- Passage to read
Start of Block

Linear modelling workflow
You won’t need to use every step below for every analysis, and they don’t need to be in this specific order either. Think of these steps like a buffet to pick and choose from, depending on what your analysis needs.
Phase 0: Before collecting data
- Run a power analysis to see how many participants you’ll need to recruit, given the effect size you expect to see or the smallest effect size that’s still theoretically interesting.
Phase 1: Before model fitting
- Load the required R packages and read in your data.
- Tidy data (e.g., any missingness, any implausible values? are data types set correctly?).
- Identify relevant variables by mapping them to the RQ and data generating process: What’s the outcome? What variables contribute reproducible variability? What grouping variables contribute random variability?
- Get summary statistics for the relevant variables.
- Explore patterns in the data by plotting the relevant variables together.
- Set up categorical (fixed) predictors (e.g., factor levels? which a priori coding scheme?).
- Set up continuous (fixed) predictors (e.g., any transformations?).
- Based on the outcome variable, choose whether to use regular regression or logistic regression.
- Based on the RQ, decide whether the RQ requires an interaction model.

End of Block

- Extracted data
Start of Block

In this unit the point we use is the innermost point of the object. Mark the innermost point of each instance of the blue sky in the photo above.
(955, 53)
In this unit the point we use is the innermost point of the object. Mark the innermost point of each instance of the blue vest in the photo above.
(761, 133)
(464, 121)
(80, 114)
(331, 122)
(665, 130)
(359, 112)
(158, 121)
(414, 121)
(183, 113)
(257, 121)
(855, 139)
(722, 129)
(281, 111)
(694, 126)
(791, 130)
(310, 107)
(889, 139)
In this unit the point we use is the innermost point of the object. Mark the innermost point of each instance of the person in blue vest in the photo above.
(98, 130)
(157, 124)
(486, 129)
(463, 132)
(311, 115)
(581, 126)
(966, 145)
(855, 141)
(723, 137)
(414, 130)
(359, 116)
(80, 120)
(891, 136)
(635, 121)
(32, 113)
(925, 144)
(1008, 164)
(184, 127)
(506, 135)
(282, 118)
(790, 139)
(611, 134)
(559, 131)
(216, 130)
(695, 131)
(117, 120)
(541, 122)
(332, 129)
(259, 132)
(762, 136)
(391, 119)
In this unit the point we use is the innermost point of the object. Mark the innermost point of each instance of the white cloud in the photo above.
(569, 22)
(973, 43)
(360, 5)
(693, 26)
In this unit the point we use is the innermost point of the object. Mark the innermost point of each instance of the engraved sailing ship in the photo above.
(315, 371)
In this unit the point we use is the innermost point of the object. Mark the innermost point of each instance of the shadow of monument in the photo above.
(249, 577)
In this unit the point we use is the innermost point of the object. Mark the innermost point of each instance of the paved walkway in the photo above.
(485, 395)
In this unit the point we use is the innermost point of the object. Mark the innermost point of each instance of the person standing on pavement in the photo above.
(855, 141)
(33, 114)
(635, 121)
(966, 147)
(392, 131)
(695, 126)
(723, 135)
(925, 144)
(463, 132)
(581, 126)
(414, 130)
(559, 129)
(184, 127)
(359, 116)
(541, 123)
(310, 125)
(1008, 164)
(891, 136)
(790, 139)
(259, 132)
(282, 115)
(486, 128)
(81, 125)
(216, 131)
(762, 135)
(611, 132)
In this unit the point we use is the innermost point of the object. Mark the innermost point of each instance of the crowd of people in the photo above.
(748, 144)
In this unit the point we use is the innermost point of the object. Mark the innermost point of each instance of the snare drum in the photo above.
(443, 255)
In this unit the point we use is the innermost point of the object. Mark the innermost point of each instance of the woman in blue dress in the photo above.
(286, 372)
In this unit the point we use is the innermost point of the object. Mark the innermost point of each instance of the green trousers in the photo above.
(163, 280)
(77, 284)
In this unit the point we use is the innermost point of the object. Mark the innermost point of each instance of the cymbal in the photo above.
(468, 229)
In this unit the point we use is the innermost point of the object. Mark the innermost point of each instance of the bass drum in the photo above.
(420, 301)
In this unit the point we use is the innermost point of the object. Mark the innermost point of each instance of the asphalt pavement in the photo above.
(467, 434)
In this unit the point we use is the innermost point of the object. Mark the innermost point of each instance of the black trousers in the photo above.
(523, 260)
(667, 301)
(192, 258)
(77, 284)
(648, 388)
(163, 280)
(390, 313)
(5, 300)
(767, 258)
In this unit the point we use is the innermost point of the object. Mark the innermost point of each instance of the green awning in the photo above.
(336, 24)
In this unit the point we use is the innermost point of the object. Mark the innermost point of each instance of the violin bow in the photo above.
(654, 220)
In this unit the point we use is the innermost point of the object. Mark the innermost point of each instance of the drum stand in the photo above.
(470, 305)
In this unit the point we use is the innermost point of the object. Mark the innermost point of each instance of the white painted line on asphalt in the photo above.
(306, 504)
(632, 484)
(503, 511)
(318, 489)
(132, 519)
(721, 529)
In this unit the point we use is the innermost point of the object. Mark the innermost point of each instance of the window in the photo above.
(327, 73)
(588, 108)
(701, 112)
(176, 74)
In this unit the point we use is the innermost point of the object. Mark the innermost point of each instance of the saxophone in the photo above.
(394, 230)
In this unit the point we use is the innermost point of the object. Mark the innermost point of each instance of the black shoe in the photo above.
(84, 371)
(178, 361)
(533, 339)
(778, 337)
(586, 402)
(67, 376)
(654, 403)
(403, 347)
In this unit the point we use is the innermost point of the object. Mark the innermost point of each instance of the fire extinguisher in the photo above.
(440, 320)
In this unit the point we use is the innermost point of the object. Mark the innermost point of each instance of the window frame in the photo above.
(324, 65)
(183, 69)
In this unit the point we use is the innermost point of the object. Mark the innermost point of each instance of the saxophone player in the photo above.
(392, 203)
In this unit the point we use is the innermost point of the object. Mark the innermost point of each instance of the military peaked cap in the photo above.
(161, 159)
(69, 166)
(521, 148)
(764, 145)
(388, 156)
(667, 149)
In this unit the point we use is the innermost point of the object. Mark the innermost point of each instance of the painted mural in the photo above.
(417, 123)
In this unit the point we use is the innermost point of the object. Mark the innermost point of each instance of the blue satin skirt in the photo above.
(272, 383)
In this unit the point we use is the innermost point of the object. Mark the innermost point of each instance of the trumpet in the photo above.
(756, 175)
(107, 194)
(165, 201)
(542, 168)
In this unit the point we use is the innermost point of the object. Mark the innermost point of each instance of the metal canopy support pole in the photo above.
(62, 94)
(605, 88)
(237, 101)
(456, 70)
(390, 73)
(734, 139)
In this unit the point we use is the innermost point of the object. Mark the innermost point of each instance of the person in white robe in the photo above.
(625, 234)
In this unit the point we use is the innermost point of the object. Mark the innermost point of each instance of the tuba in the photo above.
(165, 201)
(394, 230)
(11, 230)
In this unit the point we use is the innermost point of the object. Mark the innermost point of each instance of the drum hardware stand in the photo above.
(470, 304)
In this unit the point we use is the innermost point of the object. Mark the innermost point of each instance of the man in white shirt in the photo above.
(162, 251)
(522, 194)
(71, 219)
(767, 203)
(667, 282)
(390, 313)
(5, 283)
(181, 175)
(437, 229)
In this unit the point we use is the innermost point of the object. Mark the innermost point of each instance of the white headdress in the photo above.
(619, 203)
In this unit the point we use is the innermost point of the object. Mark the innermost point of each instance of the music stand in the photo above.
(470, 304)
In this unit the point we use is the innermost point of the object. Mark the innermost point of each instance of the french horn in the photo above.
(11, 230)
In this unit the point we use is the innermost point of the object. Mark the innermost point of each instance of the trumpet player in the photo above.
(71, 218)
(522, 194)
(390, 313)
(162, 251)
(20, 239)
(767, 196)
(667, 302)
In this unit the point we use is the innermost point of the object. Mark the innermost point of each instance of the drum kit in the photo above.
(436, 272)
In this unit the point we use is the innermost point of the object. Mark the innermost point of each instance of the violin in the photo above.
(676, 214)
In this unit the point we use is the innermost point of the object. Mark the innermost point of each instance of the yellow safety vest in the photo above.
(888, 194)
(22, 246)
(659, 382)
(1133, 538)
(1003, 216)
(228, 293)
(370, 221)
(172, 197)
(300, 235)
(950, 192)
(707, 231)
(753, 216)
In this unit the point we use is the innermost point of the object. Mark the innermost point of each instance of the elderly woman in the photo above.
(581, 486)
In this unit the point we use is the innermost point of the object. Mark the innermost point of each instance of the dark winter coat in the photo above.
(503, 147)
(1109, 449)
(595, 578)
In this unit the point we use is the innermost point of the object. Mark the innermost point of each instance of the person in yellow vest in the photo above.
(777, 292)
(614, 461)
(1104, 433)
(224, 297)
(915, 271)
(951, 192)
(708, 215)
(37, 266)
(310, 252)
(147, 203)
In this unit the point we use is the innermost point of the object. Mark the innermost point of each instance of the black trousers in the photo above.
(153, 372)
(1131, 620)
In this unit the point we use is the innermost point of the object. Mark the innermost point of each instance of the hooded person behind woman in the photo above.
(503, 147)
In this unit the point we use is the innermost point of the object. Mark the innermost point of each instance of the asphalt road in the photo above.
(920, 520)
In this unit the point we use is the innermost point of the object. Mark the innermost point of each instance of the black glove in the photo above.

End of Block

- Work item A
Quote the workflow, everything from "- Get summary" down to "priori coding scheme?).".
- Work item B
List the questions that the workflow poses in its step about identifying relevant variables.
The entries after the workflow are separate material.

- Your response A
- Get summary statistics for the relevant variables.
- Explore patterns in the data by plotting the relevant variables together.
- Set up categorical (fixed) predictors (e.g., factor levels? which a priori coding scheme?).

- Your response B
- What's the outcome?
- What variables contribute reproducible variability?
- What grouping variables contribute random variability?